• Extracted data
────

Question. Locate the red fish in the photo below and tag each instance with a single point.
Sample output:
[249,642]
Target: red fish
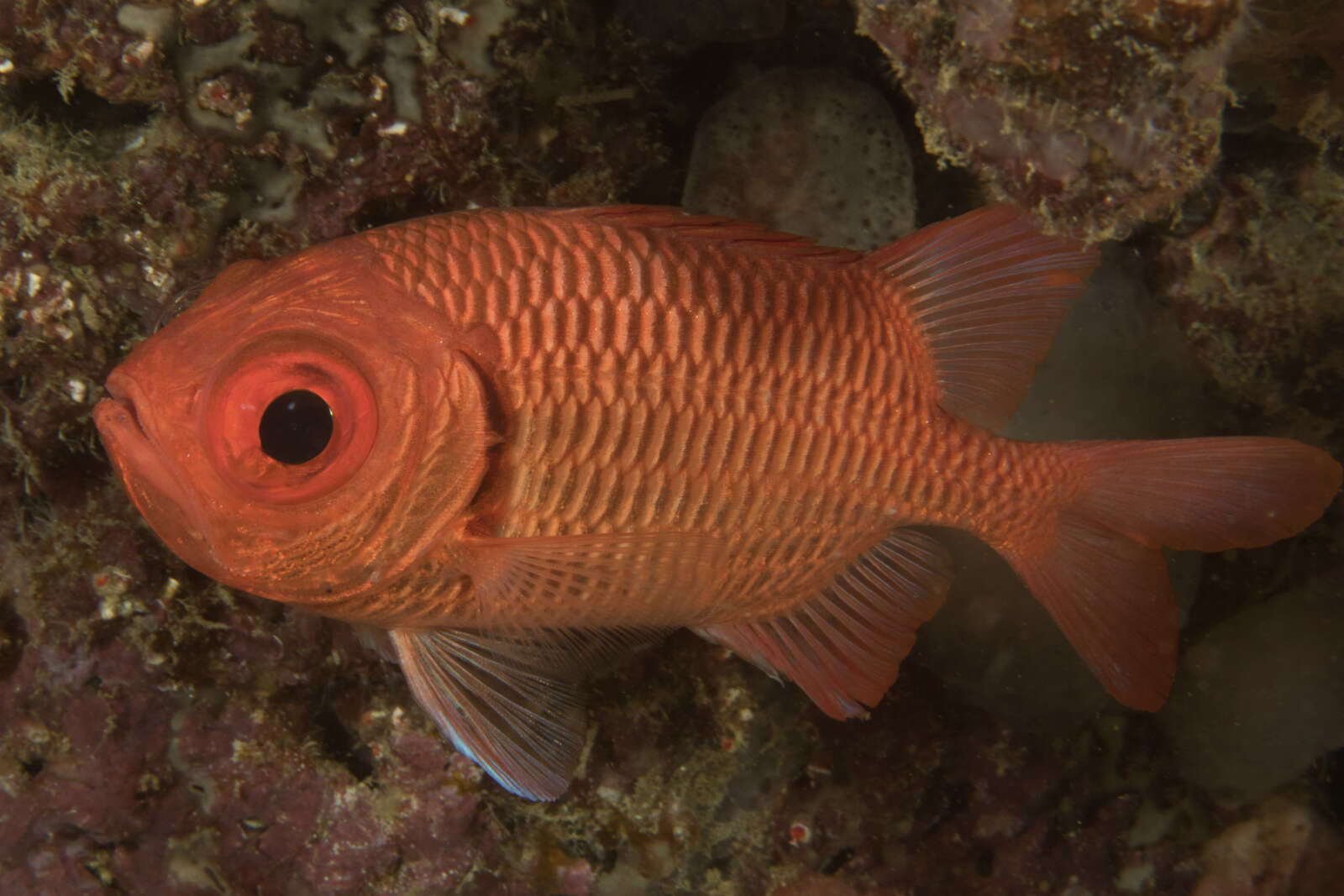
[515,439]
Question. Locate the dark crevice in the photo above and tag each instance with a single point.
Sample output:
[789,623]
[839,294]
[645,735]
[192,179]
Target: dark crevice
[80,109]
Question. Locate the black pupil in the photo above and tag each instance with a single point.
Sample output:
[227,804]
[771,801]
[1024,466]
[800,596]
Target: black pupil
[296,427]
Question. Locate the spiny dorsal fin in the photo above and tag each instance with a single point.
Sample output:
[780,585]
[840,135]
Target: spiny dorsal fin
[990,291]
[846,645]
[714,228]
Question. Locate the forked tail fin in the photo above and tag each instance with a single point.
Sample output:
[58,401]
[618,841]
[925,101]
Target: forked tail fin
[1101,573]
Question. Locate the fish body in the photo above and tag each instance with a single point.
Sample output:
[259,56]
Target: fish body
[533,436]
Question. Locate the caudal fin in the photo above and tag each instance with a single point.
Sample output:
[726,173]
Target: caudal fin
[1101,573]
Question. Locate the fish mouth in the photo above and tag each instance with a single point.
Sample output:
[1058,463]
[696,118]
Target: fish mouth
[148,474]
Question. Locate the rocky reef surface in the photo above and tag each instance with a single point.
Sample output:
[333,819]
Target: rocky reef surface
[160,734]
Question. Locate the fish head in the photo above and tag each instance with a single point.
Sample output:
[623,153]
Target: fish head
[306,432]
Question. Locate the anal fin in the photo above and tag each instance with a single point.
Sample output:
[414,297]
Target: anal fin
[844,647]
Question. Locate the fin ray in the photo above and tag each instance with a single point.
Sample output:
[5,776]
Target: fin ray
[844,647]
[1101,573]
[510,703]
[990,291]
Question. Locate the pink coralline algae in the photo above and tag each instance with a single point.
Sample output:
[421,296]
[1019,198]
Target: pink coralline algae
[1097,114]
[163,735]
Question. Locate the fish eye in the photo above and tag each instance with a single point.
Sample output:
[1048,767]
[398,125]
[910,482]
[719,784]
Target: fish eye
[289,418]
[296,427]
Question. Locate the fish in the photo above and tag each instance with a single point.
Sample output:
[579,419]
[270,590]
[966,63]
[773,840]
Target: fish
[510,445]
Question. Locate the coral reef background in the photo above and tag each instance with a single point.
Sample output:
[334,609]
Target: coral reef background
[160,734]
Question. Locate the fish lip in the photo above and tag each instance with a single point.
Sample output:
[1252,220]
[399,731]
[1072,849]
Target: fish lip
[138,456]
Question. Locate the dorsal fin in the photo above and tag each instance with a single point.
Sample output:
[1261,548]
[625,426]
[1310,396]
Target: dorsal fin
[714,228]
[990,291]
[846,645]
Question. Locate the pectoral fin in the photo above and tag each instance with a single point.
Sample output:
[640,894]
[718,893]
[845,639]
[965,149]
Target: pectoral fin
[510,701]
[846,645]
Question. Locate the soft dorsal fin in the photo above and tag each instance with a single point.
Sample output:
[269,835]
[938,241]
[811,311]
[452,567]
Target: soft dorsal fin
[714,228]
[846,645]
[990,291]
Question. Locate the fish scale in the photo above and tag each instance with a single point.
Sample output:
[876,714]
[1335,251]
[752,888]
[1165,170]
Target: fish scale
[528,438]
[777,328]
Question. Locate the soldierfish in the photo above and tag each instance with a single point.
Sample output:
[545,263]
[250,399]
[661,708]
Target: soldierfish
[517,439]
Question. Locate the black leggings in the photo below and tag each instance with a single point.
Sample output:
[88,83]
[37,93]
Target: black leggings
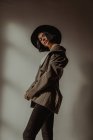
[41,118]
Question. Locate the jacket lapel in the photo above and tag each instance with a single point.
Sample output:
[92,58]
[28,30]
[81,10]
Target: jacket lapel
[58,48]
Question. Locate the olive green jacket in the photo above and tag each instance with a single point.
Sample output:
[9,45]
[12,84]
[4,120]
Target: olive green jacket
[45,89]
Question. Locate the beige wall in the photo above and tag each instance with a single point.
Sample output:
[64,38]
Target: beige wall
[20,62]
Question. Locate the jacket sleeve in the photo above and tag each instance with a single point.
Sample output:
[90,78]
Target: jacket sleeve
[54,72]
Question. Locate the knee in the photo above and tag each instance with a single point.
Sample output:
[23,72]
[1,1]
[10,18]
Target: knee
[28,135]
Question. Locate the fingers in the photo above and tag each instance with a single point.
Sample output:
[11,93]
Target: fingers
[26,96]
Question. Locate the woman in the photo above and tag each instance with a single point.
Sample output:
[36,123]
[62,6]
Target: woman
[44,92]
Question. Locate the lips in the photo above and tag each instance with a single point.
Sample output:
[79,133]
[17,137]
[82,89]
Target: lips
[45,42]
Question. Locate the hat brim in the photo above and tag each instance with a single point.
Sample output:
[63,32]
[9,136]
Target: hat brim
[45,28]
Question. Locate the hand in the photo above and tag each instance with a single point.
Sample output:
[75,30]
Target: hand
[26,96]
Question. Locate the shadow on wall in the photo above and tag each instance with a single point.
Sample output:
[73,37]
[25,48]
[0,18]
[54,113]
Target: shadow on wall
[83,108]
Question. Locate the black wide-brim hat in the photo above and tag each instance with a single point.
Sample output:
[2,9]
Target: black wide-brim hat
[45,28]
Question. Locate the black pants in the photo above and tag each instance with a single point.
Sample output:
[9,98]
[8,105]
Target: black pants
[41,118]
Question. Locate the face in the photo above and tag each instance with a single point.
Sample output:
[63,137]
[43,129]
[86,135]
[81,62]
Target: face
[43,39]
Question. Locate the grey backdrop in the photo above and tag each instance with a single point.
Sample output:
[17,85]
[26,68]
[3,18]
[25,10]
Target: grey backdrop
[20,61]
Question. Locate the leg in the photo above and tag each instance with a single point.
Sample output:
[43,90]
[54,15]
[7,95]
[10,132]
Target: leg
[36,120]
[47,128]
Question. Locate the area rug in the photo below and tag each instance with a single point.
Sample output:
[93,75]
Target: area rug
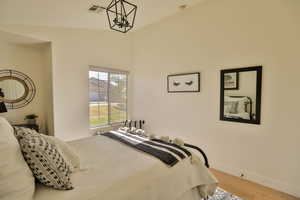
[223,195]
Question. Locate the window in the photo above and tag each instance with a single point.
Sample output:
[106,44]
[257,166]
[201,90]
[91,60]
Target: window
[107,96]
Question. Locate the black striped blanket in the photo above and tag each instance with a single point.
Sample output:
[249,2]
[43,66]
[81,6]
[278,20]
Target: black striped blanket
[168,153]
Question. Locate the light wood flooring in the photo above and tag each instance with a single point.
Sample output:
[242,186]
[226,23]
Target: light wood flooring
[247,189]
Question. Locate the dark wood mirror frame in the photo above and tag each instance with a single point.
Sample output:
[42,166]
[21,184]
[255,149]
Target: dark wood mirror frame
[257,119]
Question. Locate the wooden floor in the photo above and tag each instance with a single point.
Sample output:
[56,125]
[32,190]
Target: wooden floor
[248,190]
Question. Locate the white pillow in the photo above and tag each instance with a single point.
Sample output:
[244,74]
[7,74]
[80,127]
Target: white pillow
[16,179]
[66,151]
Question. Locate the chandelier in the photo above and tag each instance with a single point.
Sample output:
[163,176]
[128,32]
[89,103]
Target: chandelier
[121,15]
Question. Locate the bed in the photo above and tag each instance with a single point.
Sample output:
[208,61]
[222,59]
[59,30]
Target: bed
[111,170]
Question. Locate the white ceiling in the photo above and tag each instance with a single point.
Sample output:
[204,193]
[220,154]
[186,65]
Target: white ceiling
[18,39]
[75,14]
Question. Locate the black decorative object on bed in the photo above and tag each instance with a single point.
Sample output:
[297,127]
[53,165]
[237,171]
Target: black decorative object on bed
[164,152]
[164,156]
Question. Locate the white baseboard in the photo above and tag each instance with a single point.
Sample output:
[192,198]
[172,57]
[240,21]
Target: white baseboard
[268,182]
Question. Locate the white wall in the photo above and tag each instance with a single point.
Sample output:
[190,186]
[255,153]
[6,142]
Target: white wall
[73,50]
[30,60]
[217,35]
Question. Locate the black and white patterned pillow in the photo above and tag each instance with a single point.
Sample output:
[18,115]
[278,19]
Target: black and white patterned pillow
[44,160]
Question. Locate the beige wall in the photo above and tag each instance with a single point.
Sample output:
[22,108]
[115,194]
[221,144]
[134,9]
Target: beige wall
[30,60]
[73,50]
[217,35]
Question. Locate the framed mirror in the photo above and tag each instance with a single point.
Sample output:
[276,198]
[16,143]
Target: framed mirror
[17,89]
[241,95]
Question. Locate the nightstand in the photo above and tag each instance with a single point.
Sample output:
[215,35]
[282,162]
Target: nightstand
[31,126]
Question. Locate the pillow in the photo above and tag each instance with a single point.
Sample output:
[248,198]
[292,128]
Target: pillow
[44,160]
[66,151]
[16,179]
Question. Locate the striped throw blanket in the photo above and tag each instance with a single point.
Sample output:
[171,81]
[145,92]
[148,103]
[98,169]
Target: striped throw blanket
[168,153]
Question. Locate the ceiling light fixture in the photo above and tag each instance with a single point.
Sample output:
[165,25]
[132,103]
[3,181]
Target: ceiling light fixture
[120,13]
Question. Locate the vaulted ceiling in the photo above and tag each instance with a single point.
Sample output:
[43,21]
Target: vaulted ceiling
[75,14]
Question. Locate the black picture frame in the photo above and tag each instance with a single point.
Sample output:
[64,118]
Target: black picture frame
[184,91]
[237,81]
[257,119]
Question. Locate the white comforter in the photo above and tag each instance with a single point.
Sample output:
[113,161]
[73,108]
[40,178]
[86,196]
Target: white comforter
[114,171]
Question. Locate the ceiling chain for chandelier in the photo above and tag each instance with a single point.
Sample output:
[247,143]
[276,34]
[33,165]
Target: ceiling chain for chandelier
[120,13]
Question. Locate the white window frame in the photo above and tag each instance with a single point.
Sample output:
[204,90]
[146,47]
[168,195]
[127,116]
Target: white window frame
[110,70]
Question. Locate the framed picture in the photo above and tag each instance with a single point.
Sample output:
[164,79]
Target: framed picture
[188,82]
[231,81]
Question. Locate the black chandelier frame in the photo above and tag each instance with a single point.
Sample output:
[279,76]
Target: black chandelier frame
[124,25]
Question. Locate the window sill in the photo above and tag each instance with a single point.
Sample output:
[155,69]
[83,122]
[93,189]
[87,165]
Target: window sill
[106,128]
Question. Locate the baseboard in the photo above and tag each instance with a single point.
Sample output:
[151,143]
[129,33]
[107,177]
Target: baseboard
[257,178]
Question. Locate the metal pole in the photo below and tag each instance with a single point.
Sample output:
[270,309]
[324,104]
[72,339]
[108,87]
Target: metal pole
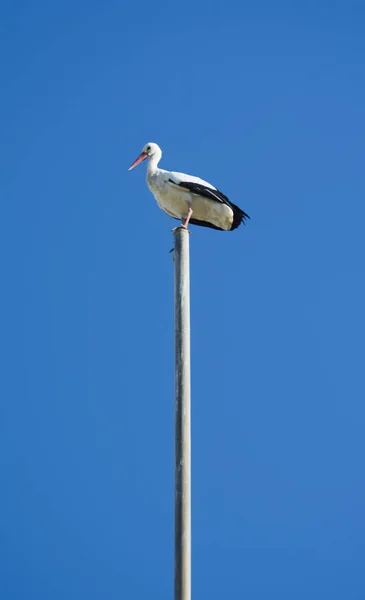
[182,417]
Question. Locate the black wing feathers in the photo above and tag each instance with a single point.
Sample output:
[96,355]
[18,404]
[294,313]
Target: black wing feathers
[239,216]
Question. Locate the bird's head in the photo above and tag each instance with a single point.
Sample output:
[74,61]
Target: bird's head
[149,150]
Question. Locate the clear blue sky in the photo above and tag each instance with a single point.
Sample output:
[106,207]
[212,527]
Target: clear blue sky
[265,100]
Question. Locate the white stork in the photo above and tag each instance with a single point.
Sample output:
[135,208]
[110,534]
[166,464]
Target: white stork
[187,198]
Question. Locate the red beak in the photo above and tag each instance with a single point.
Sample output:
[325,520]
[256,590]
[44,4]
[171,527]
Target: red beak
[138,160]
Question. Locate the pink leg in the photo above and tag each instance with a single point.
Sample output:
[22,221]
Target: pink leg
[186,222]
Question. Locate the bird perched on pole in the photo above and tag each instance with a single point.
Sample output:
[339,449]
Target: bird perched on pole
[187,198]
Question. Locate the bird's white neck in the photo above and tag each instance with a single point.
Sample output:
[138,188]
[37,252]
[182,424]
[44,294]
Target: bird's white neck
[153,161]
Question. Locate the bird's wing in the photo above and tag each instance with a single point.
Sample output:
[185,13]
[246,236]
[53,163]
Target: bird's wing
[198,186]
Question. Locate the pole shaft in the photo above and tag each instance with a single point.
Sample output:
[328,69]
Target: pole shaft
[182,417]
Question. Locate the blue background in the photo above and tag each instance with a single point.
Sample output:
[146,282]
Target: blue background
[265,100]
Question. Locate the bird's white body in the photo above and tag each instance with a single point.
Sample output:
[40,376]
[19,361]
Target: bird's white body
[188,198]
[175,200]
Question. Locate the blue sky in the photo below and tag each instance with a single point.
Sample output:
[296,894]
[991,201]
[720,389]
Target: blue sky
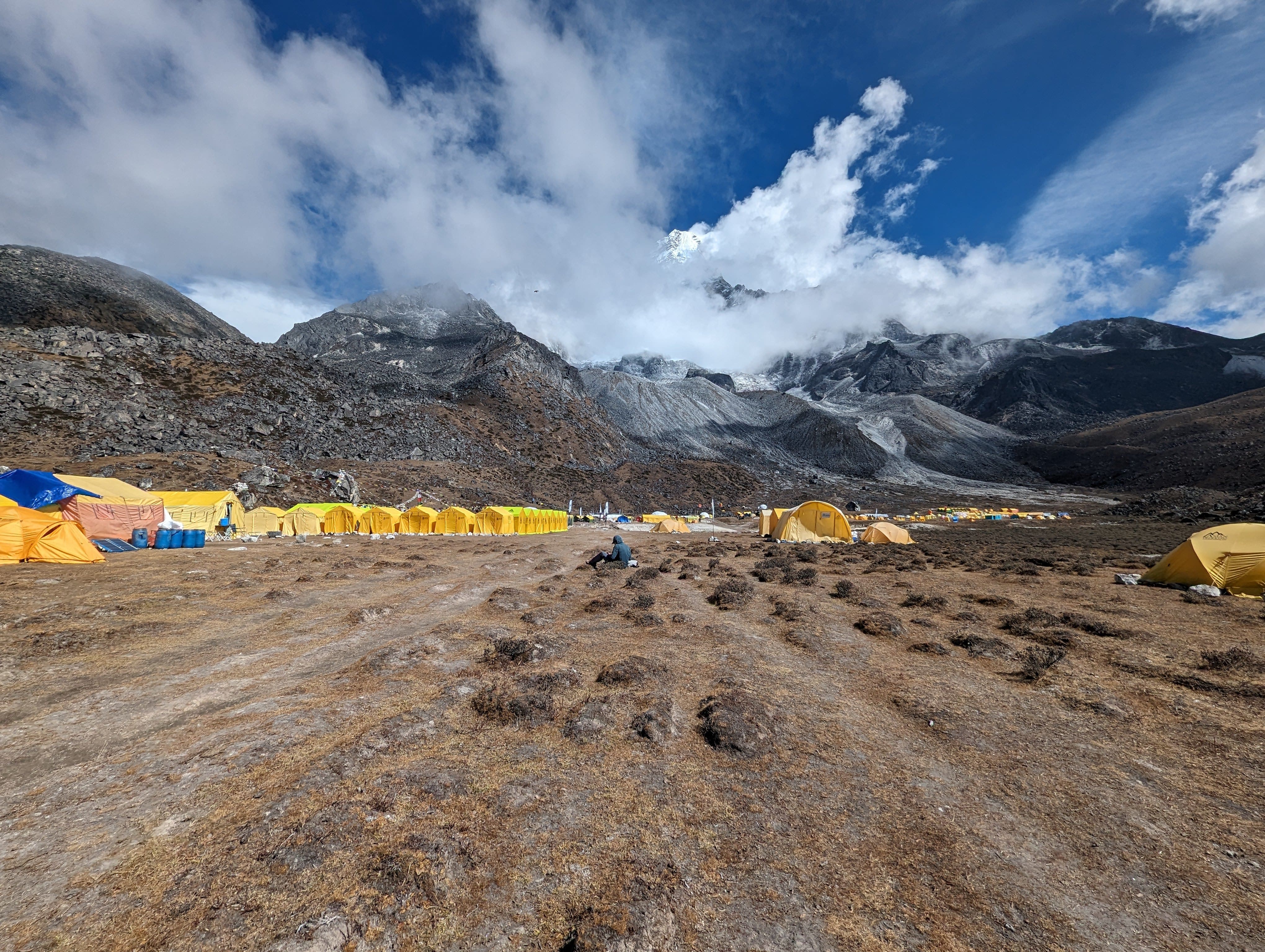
[1015,166]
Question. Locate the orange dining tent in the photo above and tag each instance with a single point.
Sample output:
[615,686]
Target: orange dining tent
[121,509]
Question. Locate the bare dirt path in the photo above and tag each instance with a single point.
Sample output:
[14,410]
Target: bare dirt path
[470,744]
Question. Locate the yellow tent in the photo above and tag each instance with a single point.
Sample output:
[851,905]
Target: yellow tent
[65,544]
[420,520]
[495,521]
[206,510]
[340,519]
[262,520]
[671,525]
[770,521]
[882,533]
[1227,557]
[302,521]
[792,530]
[818,518]
[119,510]
[455,521]
[379,519]
[40,536]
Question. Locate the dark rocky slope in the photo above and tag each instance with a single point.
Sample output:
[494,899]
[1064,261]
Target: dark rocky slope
[1081,376]
[42,289]
[1218,446]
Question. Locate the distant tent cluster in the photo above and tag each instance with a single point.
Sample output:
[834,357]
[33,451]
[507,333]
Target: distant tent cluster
[56,518]
[333,519]
[818,521]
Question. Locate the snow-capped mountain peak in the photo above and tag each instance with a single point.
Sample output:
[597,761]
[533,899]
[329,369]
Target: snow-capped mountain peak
[678,246]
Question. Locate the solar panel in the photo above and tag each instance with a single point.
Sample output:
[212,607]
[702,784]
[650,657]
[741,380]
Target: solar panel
[114,545]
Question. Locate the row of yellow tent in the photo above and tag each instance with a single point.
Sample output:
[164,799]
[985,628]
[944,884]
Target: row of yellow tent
[818,521]
[337,518]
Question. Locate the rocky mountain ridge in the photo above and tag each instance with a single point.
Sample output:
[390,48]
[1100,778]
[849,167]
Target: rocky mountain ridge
[1085,375]
[42,289]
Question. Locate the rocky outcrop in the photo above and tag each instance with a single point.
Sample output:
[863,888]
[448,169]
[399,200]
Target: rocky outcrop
[1085,375]
[102,394]
[42,289]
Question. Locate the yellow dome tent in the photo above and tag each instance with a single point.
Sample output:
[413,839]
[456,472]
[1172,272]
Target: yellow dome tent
[455,521]
[495,521]
[420,520]
[1227,557]
[262,520]
[671,525]
[770,521]
[121,509]
[38,536]
[792,530]
[819,520]
[204,509]
[881,533]
[64,544]
[302,521]
[379,519]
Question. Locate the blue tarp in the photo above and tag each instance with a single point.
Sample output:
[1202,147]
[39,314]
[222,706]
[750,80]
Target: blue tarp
[36,490]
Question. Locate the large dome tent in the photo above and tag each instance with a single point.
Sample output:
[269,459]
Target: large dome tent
[1230,557]
[815,518]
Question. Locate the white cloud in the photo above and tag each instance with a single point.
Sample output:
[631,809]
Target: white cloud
[1192,14]
[260,311]
[167,136]
[1226,280]
[1197,118]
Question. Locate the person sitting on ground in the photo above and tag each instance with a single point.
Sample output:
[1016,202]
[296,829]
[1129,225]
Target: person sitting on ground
[620,553]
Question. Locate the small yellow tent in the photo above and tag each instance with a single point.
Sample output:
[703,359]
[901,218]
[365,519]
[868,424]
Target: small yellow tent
[420,520]
[206,510]
[495,521]
[379,519]
[302,521]
[819,519]
[770,521]
[671,525]
[1227,557]
[40,536]
[881,533]
[340,519]
[455,521]
[262,520]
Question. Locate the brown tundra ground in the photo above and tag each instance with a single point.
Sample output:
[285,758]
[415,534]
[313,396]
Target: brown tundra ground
[470,743]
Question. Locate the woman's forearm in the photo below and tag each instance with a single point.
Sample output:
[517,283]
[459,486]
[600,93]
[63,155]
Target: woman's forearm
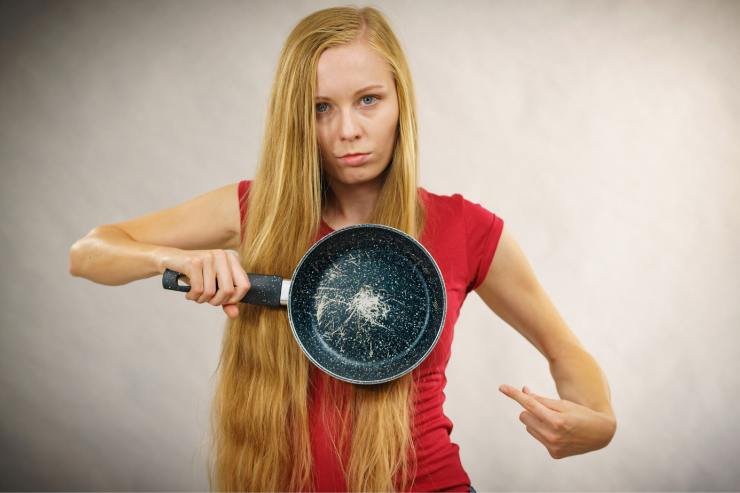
[108,255]
[579,379]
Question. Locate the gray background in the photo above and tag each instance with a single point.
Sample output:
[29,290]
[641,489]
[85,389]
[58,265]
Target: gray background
[606,134]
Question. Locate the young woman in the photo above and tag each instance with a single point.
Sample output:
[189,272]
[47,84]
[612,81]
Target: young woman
[340,148]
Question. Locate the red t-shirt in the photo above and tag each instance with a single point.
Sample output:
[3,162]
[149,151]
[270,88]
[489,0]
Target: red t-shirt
[462,236]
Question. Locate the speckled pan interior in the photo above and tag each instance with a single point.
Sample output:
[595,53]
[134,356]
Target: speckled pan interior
[367,303]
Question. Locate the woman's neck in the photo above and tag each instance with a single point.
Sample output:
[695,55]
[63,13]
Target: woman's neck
[347,205]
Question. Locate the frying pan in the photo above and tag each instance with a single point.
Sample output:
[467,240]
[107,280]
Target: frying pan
[366,303]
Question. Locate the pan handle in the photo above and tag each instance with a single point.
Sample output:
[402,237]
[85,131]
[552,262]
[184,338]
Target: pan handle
[265,290]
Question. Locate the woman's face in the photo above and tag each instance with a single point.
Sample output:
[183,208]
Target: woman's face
[353,118]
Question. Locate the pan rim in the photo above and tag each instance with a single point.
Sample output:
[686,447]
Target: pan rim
[439,329]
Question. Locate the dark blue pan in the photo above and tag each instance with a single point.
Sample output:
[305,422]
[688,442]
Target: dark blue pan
[366,303]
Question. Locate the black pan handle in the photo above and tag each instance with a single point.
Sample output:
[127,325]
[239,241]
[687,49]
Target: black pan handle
[265,290]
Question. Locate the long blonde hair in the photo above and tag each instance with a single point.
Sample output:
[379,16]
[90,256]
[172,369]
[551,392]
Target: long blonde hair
[259,416]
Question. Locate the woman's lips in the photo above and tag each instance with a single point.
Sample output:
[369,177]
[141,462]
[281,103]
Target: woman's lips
[355,159]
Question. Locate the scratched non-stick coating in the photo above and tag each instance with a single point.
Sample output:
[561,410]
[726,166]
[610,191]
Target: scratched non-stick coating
[367,303]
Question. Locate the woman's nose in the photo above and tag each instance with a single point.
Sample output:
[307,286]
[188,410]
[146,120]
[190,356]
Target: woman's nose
[349,127]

────

• Aim of the exercise
Arrange the lines of the entries, from the line containing "Question. Locate the black pan handle" through the end of the entries, as a Markdown table with the columns Row and Text. Give each line a row number and leave out blank lines.

• Task answer
| Row | Text |
|---|---|
| 1 | Question. Locate the black pan handle in the photo above and tag each instance with a single point. |
| 2 | Sample output: |
| 3 | [127,325] |
| 4 | [239,241] |
| 5 | [687,49] |
| 6 | Target: black pan handle |
| 7 | [265,290] |
| 8 | Question. Locate the long blonde hair in the photo above and tag each instance with a single point. |
| 9 | Sample output: |
| 10 | [379,16] |
| 11 | [90,256] |
| 12 | [172,369] |
| 13 | [551,392] |
| 14 | Target: long blonde hair |
| 15 | [259,416] |
| 16 | Question. Locate the woman's lips in the photo above and tag each instance with a single point. |
| 17 | Sample output: |
| 18 | [369,177] |
| 19 | [141,462] |
| 20 | [281,103] |
| 21 | Target: woman's lips |
| 22 | [355,159] |
| 23 | Question. Locate the scratched non-stick coating in the photo above and tag each instance with a single point. |
| 24 | Sample output: |
| 25 | [561,410] |
| 26 | [726,166] |
| 27 | [610,191] |
| 28 | Target: scratched non-stick coating |
| 29 | [367,303] |
| 30 | Question. Locate the woman's nose in the photo above and tag each instance with a single point. |
| 31 | Sample output: |
| 32 | [307,286] |
| 33 | [188,410] |
| 34 | [146,120] |
| 35 | [190,356] |
| 36 | Target: woman's nose |
| 37 | [349,127] |